"""
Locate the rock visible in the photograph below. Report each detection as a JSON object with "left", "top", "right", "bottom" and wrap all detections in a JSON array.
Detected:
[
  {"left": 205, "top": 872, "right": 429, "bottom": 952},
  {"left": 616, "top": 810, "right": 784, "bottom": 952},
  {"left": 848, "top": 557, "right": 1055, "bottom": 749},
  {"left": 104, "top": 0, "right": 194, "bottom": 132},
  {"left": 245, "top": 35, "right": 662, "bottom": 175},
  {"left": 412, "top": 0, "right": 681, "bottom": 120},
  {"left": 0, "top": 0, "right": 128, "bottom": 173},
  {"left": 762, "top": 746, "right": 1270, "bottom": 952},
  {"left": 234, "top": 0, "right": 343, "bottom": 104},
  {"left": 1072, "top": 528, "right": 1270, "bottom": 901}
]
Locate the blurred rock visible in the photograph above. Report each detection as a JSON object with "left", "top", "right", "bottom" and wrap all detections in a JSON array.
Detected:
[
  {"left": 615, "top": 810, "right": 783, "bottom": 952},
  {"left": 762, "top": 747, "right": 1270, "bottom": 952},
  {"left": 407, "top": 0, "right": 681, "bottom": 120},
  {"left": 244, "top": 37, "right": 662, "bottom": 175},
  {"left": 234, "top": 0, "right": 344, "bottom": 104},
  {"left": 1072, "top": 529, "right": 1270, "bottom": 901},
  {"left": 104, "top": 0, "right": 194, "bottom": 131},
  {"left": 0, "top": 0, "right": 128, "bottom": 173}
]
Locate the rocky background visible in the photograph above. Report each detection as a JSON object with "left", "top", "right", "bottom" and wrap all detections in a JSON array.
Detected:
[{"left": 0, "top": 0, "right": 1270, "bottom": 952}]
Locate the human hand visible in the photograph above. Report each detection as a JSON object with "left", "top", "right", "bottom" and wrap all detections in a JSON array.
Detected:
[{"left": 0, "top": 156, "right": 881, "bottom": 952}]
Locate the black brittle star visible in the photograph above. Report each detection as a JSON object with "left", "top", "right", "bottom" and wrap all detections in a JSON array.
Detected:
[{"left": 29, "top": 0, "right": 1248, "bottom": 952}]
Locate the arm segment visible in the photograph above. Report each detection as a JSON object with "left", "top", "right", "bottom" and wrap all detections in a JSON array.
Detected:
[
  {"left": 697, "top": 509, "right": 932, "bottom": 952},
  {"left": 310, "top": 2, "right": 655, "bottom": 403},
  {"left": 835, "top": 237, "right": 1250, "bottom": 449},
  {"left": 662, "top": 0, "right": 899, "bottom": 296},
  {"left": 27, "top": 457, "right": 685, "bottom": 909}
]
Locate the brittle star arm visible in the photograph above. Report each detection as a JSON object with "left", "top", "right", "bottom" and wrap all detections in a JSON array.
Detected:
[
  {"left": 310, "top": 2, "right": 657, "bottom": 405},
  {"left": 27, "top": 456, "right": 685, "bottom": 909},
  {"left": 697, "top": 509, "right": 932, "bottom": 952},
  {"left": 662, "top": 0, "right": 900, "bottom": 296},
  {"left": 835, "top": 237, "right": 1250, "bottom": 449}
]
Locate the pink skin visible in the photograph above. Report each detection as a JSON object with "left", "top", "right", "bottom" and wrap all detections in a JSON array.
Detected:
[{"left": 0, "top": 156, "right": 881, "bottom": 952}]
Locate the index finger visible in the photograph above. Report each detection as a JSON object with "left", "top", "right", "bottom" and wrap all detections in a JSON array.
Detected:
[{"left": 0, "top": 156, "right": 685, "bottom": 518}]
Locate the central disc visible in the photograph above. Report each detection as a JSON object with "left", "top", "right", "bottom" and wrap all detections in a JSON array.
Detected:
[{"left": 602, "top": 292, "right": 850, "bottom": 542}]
"""
DIRECTIVE:
Extract every line from the items above that contains the string "brittle", matching case exactly.

WORKED SOLUTION:
Locate the black brittle star visible in the photograph above. Report each detection as a JSON object with "left", "top", "right", "bottom" and wrap all detections in a JSON array.
Locate the brittle star arm visible in the photograph above. Report each detection as a JSON object with "left", "top", "right", "bottom" and wrap all detections in a JSON array.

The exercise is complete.